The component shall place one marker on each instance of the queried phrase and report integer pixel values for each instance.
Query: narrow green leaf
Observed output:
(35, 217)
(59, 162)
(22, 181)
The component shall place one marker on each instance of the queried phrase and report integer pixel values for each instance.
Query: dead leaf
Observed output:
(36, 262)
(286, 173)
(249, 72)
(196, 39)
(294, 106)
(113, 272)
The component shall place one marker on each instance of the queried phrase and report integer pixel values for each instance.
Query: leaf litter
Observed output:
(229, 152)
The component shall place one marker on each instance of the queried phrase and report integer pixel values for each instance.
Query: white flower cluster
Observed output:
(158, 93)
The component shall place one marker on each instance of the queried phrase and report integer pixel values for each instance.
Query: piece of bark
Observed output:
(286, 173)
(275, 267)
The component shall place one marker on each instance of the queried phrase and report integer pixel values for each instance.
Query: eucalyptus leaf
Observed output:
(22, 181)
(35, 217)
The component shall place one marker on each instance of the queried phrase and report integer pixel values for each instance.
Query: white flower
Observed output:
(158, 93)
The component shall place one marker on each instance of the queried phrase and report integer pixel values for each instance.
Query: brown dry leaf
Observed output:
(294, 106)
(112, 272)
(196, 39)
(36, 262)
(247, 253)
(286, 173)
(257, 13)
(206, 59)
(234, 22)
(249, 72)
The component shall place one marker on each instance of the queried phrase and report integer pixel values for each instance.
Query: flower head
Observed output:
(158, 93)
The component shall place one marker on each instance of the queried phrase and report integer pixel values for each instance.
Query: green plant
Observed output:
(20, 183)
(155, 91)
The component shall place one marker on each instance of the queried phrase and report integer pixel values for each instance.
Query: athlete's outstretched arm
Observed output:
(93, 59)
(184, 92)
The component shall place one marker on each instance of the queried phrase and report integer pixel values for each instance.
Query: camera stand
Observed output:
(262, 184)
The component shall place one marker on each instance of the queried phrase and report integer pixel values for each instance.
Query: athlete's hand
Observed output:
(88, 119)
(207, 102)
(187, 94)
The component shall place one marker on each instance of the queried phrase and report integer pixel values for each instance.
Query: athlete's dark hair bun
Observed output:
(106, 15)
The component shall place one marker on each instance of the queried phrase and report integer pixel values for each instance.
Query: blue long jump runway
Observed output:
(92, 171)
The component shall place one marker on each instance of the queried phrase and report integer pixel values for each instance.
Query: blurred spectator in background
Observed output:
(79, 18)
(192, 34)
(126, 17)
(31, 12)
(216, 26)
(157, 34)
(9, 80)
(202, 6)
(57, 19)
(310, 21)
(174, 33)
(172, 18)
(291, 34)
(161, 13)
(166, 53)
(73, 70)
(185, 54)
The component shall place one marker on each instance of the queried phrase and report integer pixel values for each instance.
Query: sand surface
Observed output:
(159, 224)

------------

* Brief: Write out every line of the material exactly as it appears.

* Expected output:
The component shall place one marker on each instance of the queried phrase and report integer pixel values for each instance.
Query: narrow green leaf
Observed output:
(35, 217)
(59, 162)
(22, 181)
The component shall place one marker on each instance of the queried phrase and report integer pixel values for each instance.
Query: dead leaf
Observed output:
(36, 262)
(286, 173)
(249, 72)
(196, 39)
(294, 106)
(113, 272)
The component shall place one marker on each instance of the queried phrase and report integer pixel values for each instance.
Query: leaf litter
Observed output:
(229, 152)
The component shall place one marker on each instance of the queried phrase and report integer pixel values for each instance.
Query: white flower cluster
Observed output:
(158, 93)
The component shall place one marker on each instance of the queried phrase and report integer pixel values for each instance.
Query: piece of bark
Observed output:
(286, 173)
(275, 267)
The component shall place one marker on each instance of the queried phrase and report integer pixel values for each instance.
Query: eucalyptus leaf
Observed output:
(22, 181)
(35, 217)
The component shall place one marker on each instance of the queried phrase and report integer pixel values for each instance.
Query: white flower
Observed output:
(158, 93)
The component shall place one marker on each instance of the queried phrase and report integer pixel values for each instance.
Query: brown dry leaf
Observed output:
(294, 106)
(112, 272)
(196, 39)
(36, 262)
(247, 253)
(286, 173)
(257, 13)
(206, 59)
(234, 22)
(249, 72)
The component shall place one marker on each instance of the queried phrase and report integer pixel values for each instance.
Query: flower head
Observed output:
(158, 93)
The component shall place one marker on each instance of the queried phrase and report integer pixel values for each instance.
Query: green plant
Observed output:
(20, 183)
(155, 91)
The component shall place one marker on each instance of the queried phrase and report integer pixel values for each instance.
Query: athlete's outstretched arm
Observed output:
(93, 59)
(184, 92)
The component shall place one marker on each instance of the queried phrase and report integer pixel values for each instance.
Query: camera stand
Observed output:
(262, 184)
The component shall place one marker on each instance of the queried phrase and report integer pixel values for each instance.
Query: athlete's hand
Observed output:
(88, 119)
(207, 102)
(187, 94)
The component shall place one marker on each instance of the queried phrase and report integer pixel values for each instance.
Query: athlete's dark hair bun
Observed output:
(106, 15)
The component shall place one marker on each instance of the queried phrase and report integer pixel values for each instance.
Query: blue long jump runway
Observed output:
(92, 171)
The component shall place one marker on each instance of the queried phrase and report integer pixel values for each instance.
Query: blurred spectator in background
Observed output:
(79, 18)
(192, 34)
(126, 17)
(31, 12)
(216, 26)
(157, 34)
(9, 80)
(202, 6)
(57, 19)
(310, 21)
(174, 33)
(172, 18)
(291, 34)
(161, 13)
(166, 53)
(73, 70)
(185, 54)
The component shall place one marker on each instance of the queried phrase and report integer pixel values for each instance.
Query: sand surface
Observed output:
(159, 224)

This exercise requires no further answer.